Source records:
==============================
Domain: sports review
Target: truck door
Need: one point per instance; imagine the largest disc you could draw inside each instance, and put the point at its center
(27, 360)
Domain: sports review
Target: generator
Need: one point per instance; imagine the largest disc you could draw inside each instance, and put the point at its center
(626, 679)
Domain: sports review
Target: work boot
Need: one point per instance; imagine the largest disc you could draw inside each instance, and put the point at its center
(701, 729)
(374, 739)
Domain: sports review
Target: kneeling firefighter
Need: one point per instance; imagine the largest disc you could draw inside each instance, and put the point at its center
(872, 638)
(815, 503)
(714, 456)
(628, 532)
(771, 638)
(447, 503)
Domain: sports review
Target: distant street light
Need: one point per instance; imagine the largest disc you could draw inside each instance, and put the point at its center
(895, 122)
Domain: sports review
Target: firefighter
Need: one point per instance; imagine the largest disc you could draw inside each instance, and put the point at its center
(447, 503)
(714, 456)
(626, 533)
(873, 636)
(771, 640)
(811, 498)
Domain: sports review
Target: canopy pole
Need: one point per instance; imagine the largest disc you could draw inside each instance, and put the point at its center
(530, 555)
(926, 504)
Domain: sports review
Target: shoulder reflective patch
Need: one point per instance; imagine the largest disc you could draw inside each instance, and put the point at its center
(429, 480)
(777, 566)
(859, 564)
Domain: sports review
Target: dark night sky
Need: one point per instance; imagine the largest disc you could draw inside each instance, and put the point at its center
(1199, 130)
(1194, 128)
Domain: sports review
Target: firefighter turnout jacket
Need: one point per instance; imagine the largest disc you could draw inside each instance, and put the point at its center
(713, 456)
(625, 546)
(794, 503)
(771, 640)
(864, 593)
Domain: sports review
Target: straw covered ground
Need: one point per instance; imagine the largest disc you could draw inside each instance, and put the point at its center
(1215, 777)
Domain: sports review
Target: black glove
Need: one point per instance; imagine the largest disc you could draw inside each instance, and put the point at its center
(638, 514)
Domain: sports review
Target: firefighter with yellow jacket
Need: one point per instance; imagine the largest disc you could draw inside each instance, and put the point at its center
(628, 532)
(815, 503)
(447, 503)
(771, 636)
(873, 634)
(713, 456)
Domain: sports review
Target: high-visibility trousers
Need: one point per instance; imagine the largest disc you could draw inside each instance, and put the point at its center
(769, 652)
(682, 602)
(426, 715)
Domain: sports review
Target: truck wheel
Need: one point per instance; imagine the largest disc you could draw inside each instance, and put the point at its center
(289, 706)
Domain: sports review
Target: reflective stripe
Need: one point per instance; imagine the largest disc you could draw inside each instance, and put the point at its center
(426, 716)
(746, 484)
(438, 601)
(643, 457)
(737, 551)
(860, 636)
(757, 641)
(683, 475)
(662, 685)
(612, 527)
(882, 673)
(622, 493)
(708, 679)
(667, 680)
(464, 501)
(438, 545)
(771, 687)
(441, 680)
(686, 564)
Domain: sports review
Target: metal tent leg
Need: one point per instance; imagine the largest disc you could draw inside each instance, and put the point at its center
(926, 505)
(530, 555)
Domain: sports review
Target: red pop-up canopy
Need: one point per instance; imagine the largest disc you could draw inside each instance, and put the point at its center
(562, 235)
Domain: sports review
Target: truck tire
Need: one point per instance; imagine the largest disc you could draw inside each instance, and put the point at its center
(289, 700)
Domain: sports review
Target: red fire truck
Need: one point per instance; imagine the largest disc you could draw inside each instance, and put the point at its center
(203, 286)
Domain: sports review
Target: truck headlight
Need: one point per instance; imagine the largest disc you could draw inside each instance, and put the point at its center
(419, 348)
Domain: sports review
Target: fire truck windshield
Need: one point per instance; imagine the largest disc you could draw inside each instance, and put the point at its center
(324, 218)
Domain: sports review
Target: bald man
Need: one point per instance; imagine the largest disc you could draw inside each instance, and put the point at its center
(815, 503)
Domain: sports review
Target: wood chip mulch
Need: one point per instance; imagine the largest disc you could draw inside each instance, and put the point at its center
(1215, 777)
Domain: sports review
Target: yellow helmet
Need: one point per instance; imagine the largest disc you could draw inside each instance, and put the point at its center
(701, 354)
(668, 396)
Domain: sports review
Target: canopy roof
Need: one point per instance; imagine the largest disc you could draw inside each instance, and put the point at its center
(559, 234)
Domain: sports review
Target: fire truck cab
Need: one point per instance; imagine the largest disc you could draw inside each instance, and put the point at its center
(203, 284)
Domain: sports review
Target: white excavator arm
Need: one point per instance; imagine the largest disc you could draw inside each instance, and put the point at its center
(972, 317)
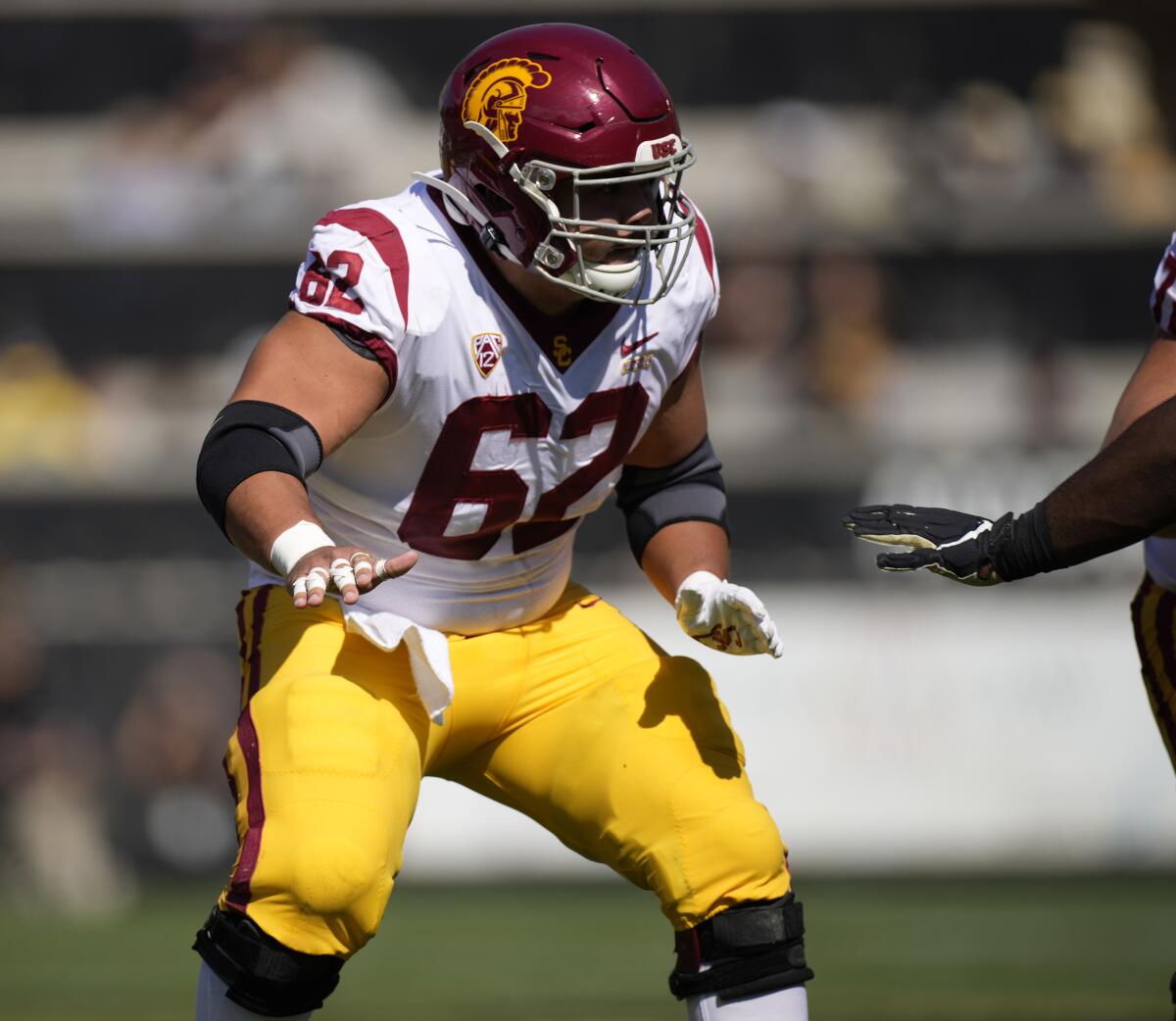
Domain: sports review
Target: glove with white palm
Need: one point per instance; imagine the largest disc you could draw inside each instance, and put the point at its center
(963, 547)
(726, 616)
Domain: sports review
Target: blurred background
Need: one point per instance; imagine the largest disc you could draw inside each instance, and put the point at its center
(938, 224)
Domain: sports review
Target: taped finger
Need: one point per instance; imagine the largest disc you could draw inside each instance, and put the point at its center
(317, 580)
(341, 574)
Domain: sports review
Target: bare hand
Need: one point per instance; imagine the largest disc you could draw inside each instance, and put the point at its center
(345, 569)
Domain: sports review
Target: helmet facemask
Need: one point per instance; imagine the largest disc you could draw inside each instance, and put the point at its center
(659, 247)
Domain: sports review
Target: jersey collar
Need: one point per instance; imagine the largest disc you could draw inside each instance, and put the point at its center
(562, 338)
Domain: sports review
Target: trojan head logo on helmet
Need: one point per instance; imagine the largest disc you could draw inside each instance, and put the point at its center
(536, 119)
(498, 95)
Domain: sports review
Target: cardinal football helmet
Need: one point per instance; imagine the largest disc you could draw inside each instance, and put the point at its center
(556, 110)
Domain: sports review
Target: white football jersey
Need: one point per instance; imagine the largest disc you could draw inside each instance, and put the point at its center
(1159, 555)
(504, 426)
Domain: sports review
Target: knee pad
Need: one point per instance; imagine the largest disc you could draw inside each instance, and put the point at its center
(262, 974)
(746, 950)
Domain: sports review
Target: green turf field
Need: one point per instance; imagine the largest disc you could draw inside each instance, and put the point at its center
(1075, 948)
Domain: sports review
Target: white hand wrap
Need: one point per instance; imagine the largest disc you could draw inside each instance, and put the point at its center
(294, 544)
(726, 616)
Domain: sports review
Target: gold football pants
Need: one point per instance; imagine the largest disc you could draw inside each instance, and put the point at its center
(1153, 615)
(576, 720)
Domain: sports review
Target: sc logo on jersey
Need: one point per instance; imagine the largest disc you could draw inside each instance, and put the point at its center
(487, 348)
(498, 95)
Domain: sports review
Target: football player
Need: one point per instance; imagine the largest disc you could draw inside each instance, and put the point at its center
(467, 369)
(1126, 493)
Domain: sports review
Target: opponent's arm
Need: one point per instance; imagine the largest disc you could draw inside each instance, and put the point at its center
(675, 506)
(300, 397)
(1126, 493)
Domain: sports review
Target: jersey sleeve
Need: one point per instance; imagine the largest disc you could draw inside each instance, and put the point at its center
(1163, 291)
(356, 277)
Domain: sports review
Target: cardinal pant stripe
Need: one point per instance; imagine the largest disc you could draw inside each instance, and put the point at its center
(239, 892)
(1152, 617)
(259, 611)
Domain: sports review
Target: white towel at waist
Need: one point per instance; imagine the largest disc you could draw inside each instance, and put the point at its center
(428, 653)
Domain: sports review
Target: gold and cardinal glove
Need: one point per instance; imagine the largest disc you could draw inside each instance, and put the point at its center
(957, 546)
(726, 616)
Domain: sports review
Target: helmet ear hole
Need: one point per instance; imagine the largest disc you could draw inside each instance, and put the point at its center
(494, 204)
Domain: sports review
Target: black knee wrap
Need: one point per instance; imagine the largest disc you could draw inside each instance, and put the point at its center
(262, 974)
(748, 949)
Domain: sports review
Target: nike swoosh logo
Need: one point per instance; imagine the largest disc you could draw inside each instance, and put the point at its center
(628, 347)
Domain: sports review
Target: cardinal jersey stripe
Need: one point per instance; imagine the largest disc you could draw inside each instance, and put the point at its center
(1163, 298)
(382, 233)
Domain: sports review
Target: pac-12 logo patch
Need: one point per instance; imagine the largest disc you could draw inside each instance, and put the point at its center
(498, 94)
(487, 350)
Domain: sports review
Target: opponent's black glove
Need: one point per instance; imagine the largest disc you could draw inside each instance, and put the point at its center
(958, 546)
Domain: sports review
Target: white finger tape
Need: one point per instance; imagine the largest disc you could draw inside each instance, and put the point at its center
(342, 576)
(297, 543)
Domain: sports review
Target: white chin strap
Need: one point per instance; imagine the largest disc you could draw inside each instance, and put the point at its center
(612, 277)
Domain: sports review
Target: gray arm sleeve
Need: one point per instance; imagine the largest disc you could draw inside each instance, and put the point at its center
(691, 489)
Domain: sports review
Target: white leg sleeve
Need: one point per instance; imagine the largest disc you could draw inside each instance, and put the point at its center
(783, 1004)
(212, 1003)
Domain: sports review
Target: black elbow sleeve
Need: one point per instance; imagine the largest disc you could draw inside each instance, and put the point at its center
==============================
▶ Work required
Select every line in the records above that contains the string "black", and copy each one out in full. Matching is case-sensitive.

▶ Answer to this exercise
Target: black glove
Target: black knee wrap
Target: opponent's black glove
Target: black elbow sleeve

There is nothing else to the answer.